RECORD SET:

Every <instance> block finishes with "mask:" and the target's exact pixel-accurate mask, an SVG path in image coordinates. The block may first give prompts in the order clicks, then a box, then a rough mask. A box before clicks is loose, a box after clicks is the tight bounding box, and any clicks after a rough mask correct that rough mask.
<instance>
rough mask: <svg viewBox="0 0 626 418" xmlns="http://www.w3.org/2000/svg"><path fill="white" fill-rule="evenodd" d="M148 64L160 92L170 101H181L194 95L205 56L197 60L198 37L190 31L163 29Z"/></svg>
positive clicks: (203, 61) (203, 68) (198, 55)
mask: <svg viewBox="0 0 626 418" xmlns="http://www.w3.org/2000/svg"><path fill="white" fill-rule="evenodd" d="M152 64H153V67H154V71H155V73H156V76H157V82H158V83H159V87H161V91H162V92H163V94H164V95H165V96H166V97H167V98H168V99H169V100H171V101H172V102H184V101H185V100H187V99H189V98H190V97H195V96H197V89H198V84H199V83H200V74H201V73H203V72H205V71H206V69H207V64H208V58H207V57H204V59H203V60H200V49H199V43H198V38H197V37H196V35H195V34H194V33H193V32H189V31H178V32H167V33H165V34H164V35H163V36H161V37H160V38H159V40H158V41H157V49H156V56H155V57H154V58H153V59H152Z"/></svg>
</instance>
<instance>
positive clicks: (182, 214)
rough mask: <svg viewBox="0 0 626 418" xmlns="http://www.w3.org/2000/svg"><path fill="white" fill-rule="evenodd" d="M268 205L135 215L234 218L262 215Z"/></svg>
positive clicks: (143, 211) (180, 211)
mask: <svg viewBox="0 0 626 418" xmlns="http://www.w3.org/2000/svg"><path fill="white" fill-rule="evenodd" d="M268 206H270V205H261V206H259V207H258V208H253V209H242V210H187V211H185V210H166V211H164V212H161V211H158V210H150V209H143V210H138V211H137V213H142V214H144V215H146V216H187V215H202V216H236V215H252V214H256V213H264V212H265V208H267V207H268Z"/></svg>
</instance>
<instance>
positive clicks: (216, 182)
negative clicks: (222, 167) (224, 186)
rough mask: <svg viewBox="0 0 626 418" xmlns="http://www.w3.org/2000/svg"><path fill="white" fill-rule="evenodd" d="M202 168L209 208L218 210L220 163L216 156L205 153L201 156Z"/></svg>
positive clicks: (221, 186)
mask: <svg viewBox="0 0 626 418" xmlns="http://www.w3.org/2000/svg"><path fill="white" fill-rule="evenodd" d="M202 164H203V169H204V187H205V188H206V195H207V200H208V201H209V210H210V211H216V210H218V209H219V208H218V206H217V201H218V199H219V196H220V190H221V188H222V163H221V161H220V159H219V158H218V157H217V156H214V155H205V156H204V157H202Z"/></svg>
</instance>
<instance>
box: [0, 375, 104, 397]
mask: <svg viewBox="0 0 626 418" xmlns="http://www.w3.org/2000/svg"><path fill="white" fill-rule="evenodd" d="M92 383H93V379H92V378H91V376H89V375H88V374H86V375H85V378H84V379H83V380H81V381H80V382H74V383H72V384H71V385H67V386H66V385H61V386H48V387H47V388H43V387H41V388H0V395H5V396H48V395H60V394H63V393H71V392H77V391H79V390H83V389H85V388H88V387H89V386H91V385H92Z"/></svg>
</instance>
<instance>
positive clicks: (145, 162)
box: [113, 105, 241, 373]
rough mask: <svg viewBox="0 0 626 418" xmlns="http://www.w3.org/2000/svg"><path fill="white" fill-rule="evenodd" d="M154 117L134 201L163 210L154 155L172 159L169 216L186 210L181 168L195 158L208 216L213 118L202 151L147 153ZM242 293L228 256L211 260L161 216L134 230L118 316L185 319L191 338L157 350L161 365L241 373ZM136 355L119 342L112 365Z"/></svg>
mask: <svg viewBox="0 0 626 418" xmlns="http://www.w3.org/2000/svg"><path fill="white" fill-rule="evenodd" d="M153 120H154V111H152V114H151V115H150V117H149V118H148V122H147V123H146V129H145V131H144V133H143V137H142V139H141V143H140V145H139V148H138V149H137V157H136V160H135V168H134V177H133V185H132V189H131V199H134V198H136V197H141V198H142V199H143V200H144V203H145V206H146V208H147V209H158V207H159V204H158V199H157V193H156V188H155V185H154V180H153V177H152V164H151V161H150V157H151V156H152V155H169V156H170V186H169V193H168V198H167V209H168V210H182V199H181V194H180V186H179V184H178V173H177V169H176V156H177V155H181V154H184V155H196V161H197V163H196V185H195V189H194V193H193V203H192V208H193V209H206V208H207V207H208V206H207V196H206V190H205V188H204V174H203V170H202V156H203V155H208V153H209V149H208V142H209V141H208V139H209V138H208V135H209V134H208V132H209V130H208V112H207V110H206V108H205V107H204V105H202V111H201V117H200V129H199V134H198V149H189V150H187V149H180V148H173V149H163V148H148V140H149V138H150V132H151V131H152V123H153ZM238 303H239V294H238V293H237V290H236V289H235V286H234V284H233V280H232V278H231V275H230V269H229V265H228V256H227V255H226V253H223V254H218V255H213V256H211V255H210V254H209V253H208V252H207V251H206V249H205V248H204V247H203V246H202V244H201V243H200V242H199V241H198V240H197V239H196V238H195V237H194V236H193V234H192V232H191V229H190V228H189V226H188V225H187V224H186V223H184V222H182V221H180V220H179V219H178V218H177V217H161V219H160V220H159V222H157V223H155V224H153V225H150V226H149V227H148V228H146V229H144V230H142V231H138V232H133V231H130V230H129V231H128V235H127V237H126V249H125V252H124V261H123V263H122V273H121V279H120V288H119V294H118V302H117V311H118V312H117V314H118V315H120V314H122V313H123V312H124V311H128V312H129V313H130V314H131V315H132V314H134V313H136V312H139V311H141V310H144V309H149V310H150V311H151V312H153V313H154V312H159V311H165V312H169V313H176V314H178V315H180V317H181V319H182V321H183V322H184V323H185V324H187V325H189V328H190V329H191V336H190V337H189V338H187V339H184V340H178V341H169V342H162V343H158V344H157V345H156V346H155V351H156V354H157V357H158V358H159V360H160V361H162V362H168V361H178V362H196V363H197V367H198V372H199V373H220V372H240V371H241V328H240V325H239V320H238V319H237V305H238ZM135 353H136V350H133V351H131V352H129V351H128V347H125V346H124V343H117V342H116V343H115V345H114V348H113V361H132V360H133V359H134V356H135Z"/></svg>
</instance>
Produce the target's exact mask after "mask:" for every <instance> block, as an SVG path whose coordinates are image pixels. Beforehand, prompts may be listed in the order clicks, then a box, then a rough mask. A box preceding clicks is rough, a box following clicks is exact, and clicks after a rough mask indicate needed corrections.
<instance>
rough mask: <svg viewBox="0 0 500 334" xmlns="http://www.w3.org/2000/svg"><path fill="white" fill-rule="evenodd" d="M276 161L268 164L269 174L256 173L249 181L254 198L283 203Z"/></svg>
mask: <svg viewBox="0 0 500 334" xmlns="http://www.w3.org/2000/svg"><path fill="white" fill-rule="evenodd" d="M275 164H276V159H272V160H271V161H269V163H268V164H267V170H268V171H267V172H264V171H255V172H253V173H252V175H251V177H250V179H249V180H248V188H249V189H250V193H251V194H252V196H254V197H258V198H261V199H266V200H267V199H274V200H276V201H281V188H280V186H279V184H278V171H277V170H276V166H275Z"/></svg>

TO DO:
Every entry above must be returned word for word.

COMPLETED TASK:
Every <instance> block finishes with "mask:" and the target's exact pixel-accurate mask, an SVG path in image coordinates. The block may first give prompts in the order clicks, then a box, then a rough mask. A box before clicks is loose, a box after clicks is the tight bounding box, and any clicks after a rough mask correct that rough mask.
<instance>
rough mask: <svg viewBox="0 0 626 418" xmlns="http://www.w3.org/2000/svg"><path fill="white" fill-rule="evenodd" d="M148 64L160 92L170 101H181L194 95L205 56L197 60L198 37L190 31L163 29Z"/></svg>
positive clicks: (203, 61) (203, 68) (198, 55)
mask: <svg viewBox="0 0 626 418" xmlns="http://www.w3.org/2000/svg"><path fill="white" fill-rule="evenodd" d="M152 64H153V67H154V71H155V73H156V76H157V82H158V83H159V87H161V91H162V92H163V94H164V95H165V96H166V97H167V98H168V99H169V100H171V101H172V102H184V101H185V100H187V99H189V98H190V97H195V96H197V89H198V84H199V83H200V74H201V73H203V72H205V71H206V69H207V64H208V58H207V57H204V59H203V60H200V49H199V43H198V38H197V37H196V35H195V34H194V33H193V32H189V31H178V32H167V33H165V34H164V35H163V36H161V37H160V38H159V40H158V41H157V49H156V56H155V57H154V58H153V59H152Z"/></svg>
</instance>
<instance>
positive clicks: (182, 214)
rough mask: <svg viewBox="0 0 626 418" xmlns="http://www.w3.org/2000/svg"><path fill="white" fill-rule="evenodd" d="M268 205L135 215L234 218L262 215Z"/></svg>
positive clicks: (143, 211) (180, 211)
mask: <svg viewBox="0 0 626 418" xmlns="http://www.w3.org/2000/svg"><path fill="white" fill-rule="evenodd" d="M268 206H270V205H261V206H259V207H258V208H253V209H242V210H187V211H185V210H166V211H164V212H161V211H158V210H150V209H143V210H138V211H137V213H142V214H144V215H146V216H187V215H202V216H236V215H252V214H256V213H264V212H265V208H267V207H268Z"/></svg>
</instance>
<instance>
positive clicks: (216, 182)
negative clicks: (222, 167) (224, 186)
rough mask: <svg viewBox="0 0 626 418" xmlns="http://www.w3.org/2000/svg"><path fill="white" fill-rule="evenodd" d="M202 168L209 208L218 210L220 163L216 156L205 153L201 156Z"/></svg>
positive clicks: (221, 186)
mask: <svg viewBox="0 0 626 418" xmlns="http://www.w3.org/2000/svg"><path fill="white" fill-rule="evenodd" d="M202 164H203V169H204V187H205V188H206V195H207V200H208V201H209V210H210V211H216V210H218V209H219V208H218V206H217V201H218V199H219V196H220V190H221V188H222V163H221V161H220V159H219V158H218V157H217V156H214V155H205V156H204V157H202Z"/></svg>
</instance>
<instance>
box: [0, 375, 104, 397]
mask: <svg viewBox="0 0 626 418" xmlns="http://www.w3.org/2000/svg"><path fill="white" fill-rule="evenodd" d="M92 383H93V379H92V378H91V376H89V375H88V374H86V375H85V378H84V379H83V380H81V381H80V382H74V383H72V384H71V385H67V386H66V385H61V386H48V387H47V388H43V387H41V388H0V395H5V396H48V395H60V394H63V393H71V392H77V391H79V390H83V389H85V388H88V387H89V386H91V385H92Z"/></svg>
</instance>
<instance>
positive clicks: (145, 162)
box: [113, 105, 241, 373]
rough mask: <svg viewBox="0 0 626 418" xmlns="http://www.w3.org/2000/svg"><path fill="white" fill-rule="evenodd" d="M154 117L134 201L163 210L154 155L172 159L169 216L186 210L181 168L195 158L208 216L213 118L202 151L147 153ZM242 293L228 256L211 260L161 216L134 230L118 316L185 319L191 338L157 350L161 365L241 373ZM136 355L119 342L112 365Z"/></svg>
mask: <svg viewBox="0 0 626 418" xmlns="http://www.w3.org/2000/svg"><path fill="white" fill-rule="evenodd" d="M153 120H154V111H152V114H151V115H150V117H149V118H148V122H147V123H146V129H145V131H144V133H143V137H142V139H141V143H140V145H139V148H138V149H137V157H136V160H135V168H134V177H133V185H132V189H131V199H134V198H136V197H141V198H142V199H143V200H144V203H145V206H146V208H147V209H158V207H159V204H158V199H157V193H156V188H155V185H154V180H153V177H152V164H151V161H150V157H151V156H152V155H169V156H170V186H169V193H168V198H167V209H168V210H182V199H181V194H180V186H179V184H178V173H177V169H176V156H177V155H181V154H184V155H196V161H197V163H196V185H195V189H194V193H193V203H192V208H193V209H206V208H207V207H208V206H207V196H206V190H205V188H204V174H203V170H202V156H203V155H208V153H209V149H208V142H209V141H208V139H209V138H208V135H209V134H208V132H209V130H208V112H207V110H206V108H205V107H204V105H202V111H201V117H200V129H199V134H198V149H189V150H187V149H180V148H173V149H163V148H148V140H149V138H150V132H151V131H152V123H153ZM238 303H239V294H238V293H237V290H236V289H235V286H234V284H233V280H232V278H231V275H230V269H229V265H228V256H227V255H226V253H223V254H218V255H213V256H211V255H210V254H209V253H208V252H207V251H206V249H205V248H204V247H203V246H202V244H201V243H200V242H199V241H198V240H197V239H196V238H195V237H194V236H193V234H192V232H191V229H190V228H189V226H188V225H187V224H186V223H184V222H182V221H180V220H179V219H178V218H177V217H161V219H160V220H159V222H157V223H155V224H153V225H150V226H149V227H148V228H146V229H144V230H142V231H138V232H133V231H130V230H129V231H128V235H127V237H126V249H125V252H124V261H123V263H122V273H121V279H120V288H119V294H118V302H117V311H118V312H117V314H118V315H120V314H122V313H123V312H124V311H128V312H129V313H130V314H131V315H132V314H134V313H136V312H139V311H141V310H144V309H149V310H150V311H151V312H153V313H154V312H159V311H165V312H169V313H176V314H178V315H180V317H181V319H182V321H183V322H184V323H185V324H187V325H189V328H190V329H191V336H190V337H189V338H187V339H184V340H178V341H169V342H162V343H158V344H157V345H156V346H155V351H156V354H157V357H158V358H159V360H160V361H162V362H168V361H178V362H196V363H197V367H198V372H199V373H220V372H240V371H241V328H240V325H239V320H238V319H237V305H238ZM135 353H136V350H133V351H131V352H129V351H128V347H125V346H124V343H117V342H116V343H115V345H114V348H113V361H132V360H133V359H134V356H135Z"/></svg>
</instance>
Produce the target's exact mask after "mask:" for every <instance> block, as an SVG path whose coordinates are image pixels. Beforehand, prompts may be listed in the order clicks, then a box, then a rough mask. A box preceding clicks is rough, a box following clicks is exact, and clicks after a rough mask indicate needed corrections.
<instance>
rough mask: <svg viewBox="0 0 500 334" xmlns="http://www.w3.org/2000/svg"><path fill="white" fill-rule="evenodd" d="M276 161L268 164L269 174L256 173L249 181L254 198L283 203Z"/></svg>
mask: <svg viewBox="0 0 500 334" xmlns="http://www.w3.org/2000/svg"><path fill="white" fill-rule="evenodd" d="M275 164H276V159H272V160H271V161H269V163H268V164H267V170H268V171H267V172H264V171H255V172H253V173H252V175H251V177H250V179H249V180H248V188H249V189H250V193H251V194H252V196H254V197H258V198H261V199H266V200H267V199H274V200H276V201H281V188H280V186H279V184H278V171H277V170H276V166H275Z"/></svg>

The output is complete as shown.